Dataset records
╔══

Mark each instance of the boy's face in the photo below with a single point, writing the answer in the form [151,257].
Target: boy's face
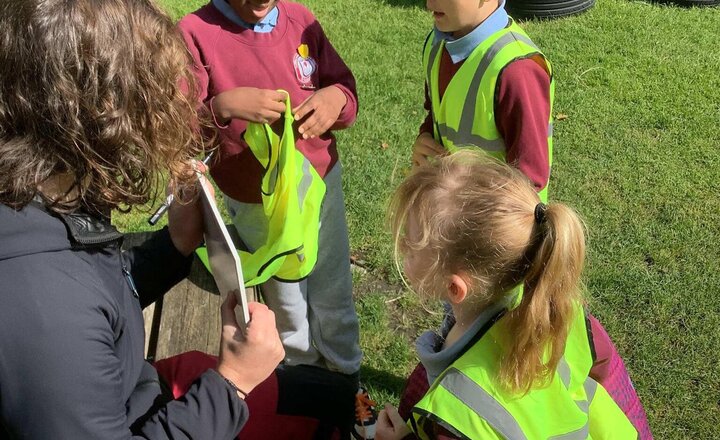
[252,11]
[457,17]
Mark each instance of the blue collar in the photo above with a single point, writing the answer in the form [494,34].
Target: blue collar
[267,24]
[461,48]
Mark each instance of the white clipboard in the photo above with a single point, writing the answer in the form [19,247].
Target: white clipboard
[222,256]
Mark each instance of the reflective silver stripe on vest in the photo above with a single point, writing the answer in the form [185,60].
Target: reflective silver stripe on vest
[482,403]
[305,183]
[431,61]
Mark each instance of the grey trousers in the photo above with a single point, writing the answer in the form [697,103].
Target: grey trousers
[315,317]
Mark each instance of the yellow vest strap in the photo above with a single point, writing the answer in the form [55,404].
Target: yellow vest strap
[463,135]
[482,403]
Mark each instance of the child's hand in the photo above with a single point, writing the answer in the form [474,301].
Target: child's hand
[425,147]
[323,108]
[249,104]
[390,426]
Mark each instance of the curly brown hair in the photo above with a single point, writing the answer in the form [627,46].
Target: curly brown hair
[99,90]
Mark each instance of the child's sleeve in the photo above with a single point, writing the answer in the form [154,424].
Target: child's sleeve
[522,113]
[334,72]
[609,371]
[427,125]
[198,65]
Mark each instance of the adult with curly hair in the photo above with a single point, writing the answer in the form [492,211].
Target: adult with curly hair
[94,109]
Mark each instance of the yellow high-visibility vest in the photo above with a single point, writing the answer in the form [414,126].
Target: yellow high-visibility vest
[292,195]
[465,116]
[467,399]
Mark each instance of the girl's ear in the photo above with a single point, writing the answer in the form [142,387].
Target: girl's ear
[458,288]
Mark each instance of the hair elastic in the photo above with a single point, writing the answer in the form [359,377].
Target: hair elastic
[540,209]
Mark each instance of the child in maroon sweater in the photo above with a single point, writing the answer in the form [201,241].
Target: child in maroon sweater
[244,51]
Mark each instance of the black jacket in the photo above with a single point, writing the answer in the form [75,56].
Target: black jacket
[72,336]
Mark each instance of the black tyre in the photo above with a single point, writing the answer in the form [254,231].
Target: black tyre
[522,9]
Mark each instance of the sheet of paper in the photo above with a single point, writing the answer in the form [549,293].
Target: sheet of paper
[223,258]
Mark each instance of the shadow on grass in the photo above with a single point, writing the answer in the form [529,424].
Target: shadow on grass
[382,380]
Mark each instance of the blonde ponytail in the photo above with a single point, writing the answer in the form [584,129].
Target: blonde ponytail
[540,324]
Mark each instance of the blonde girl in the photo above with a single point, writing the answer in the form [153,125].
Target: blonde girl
[509,363]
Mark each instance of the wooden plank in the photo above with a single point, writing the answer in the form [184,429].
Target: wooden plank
[188,316]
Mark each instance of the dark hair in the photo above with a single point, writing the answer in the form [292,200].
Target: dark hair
[99,90]
[476,215]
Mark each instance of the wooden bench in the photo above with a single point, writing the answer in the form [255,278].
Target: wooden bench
[187,317]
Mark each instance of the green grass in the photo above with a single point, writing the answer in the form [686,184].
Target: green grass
[638,156]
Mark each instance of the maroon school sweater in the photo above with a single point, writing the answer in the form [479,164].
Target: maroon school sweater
[227,56]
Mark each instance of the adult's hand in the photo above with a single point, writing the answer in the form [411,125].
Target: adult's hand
[425,147]
[390,426]
[185,216]
[320,111]
[248,357]
[249,104]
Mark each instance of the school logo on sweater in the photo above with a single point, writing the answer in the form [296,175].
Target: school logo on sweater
[304,66]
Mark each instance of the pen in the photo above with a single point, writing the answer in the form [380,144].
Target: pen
[168,201]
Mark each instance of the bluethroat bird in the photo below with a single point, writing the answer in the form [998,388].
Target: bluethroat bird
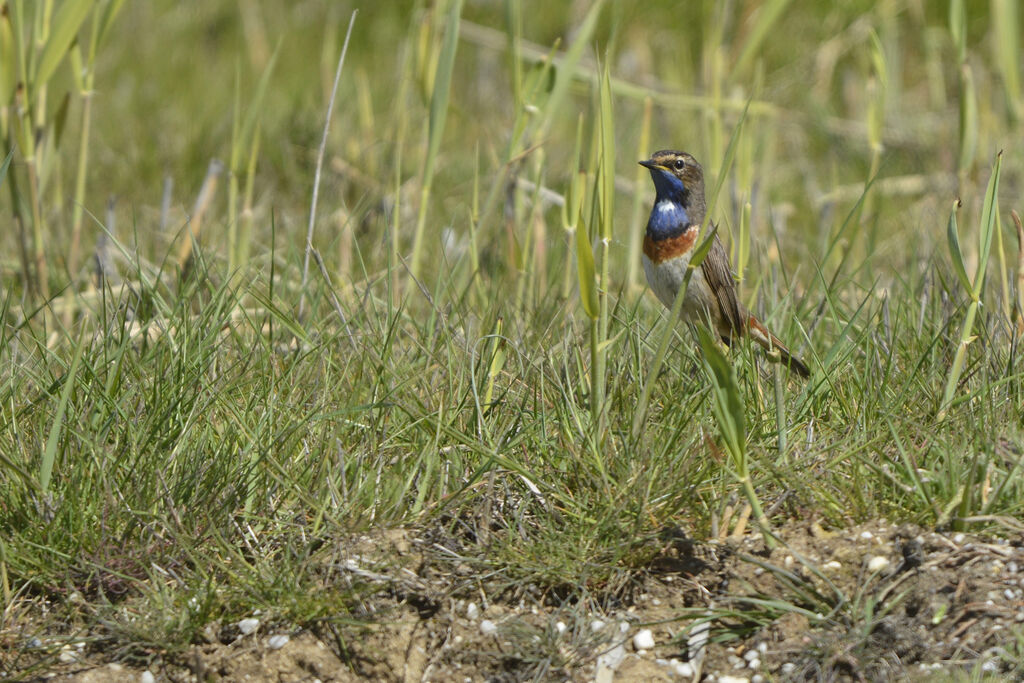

╚══

Word for word, quote the lines above. Omit the pictures.

FINAL ANSWER ::
Mark each instance of the boy's face in the photo below with a single point, writing the answer in the form [151,257].
Target: boy's face
[252,11]
[457,17]
Mark each instance of the blue collar in the photo above with a single point, writing the answer in the form [494,34].
Target: blue collar
[267,24]
[461,48]
Mark each instance of the white clipboard in the photo above with a single point, writing the answer in the form [19,247].
Target: white clipboard
[222,256]
Mark each instance of the reflective silver stripe on vest in the photo above with a single point, writing the answer in the form [185,60].
Target: reflective silver stripe on vest
[482,403]
[305,183]
[431,61]
Mark each instance of the grey trousers in the photo above with a single point, writing the answer in the form [697,103].
Target: grey trousers
[315,317]
Mark each instance of the yellow vest strap in the photo above with a single point, writing the answer in the form [55,404].
Target: yellow vest strap
[463,135]
[482,403]
Mark each instance of the child's hand in the photo above with a single point, writing the answer in the form [474,301].
Target: child's hand
[425,147]
[323,108]
[249,104]
[390,426]
Mark each instance of the curly brown hair in the photo above with a single point, writing the answer in the form [627,46].
Target: curly brown hair
[99,90]
Mark each instance of the child's sleeve in the photo above with a single point, writing the answer in the form [154,424].
Target: child's sleeve
[522,113]
[334,72]
[609,371]
[427,125]
[198,65]
Mark each instance of the adult with curly hair in the photo above with a single point, writing the answer in the form [492,211].
Target: adult with curly hair
[94,109]
Mark each instance of the yellow high-visibility vest in the photo above with a single point, writing the answer in the form [414,126].
Target: yellow high-visibility vest
[292,195]
[465,116]
[467,399]
Mark each instance of the girl's ear in the photo above with a single point, writing the answer in the form [142,387].
Target: girl's ear
[458,288]
Mark each instance of the hair elastic in the photo above with a single point, writing the answer in the form [359,377].
Target: hair elastic
[540,209]
Mark each instance of the child in maroon sweater in the photo above with a single point, writing the answer in the form [201,241].
Target: child in maroon sweater
[244,51]
Mark each instance of the black jacket in the photo above with a single point, writing the answer in the form [75,56].
Target: black jacket
[72,336]
Mark each instance of the black tyre in the photo above with a single point, writing the answer in the form [254,231].
Target: black tyre
[522,9]
Mark each instance of the sheet of paper in the photo above with a single point, writing the answer in the form [549,293].
Target: sheet of paper
[223,258]
Mark each instance of the shadow on grass in the photo above with a single point, writing the answer in the form [529,424].
Target: shadow on grass
[382,380]
Mark each instance of the blonde ponytail in the photo above with a single point, writing the answer in the form [584,129].
Target: blonde ponytail
[540,324]
Mark each instance of the blonde girl in the photo above with a single point, writing the answer in the form [153,125].
Target: blonde girl
[509,363]
Mark each instance of the wooden plank in the photo above with a single point, writing the answer in the form [184,429].
Target: wooden plank
[188,316]
Mark each instance of the dark hair in the photo above with a single point, writing the answer in the form [292,200].
Target: dark hair
[99,90]
[476,215]
Mark each instance of the wooden bench in the photo above with a single point, writing the answer in the form [255,278].
Target: wooden bench
[187,317]
Mark each instance of the green grass in the photo above with a single point, writing the answer in the form [686,184].
Target: green grass
[638,156]
Mark each instance of the maroon school sweater in the photo above with a single point, writing the answer in the form [479,164].
Target: maroon school sweater
[227,56]
Mark each instance of the adult's hand in the photo above with a single point, writing the answer in the form [411,125].
Target: adult's hand
[425,147]
[390,426]
[185,216]
[320,111]
[248,357]
[249,104]
Mark each instance of the school logo on sweater in the photo above with a single point, writing the answer in the form [296,175].
Target: school logo on sweater
[304,66]
Mark each instance of the pen in the photo above with a single point, writing the answer in the form [380,144].
Target: pen
[168,201]
Mark each instance of the bluethroat bird in the photo below with a single point, writing the answer in the form [998,388].
Target: bluethroat bird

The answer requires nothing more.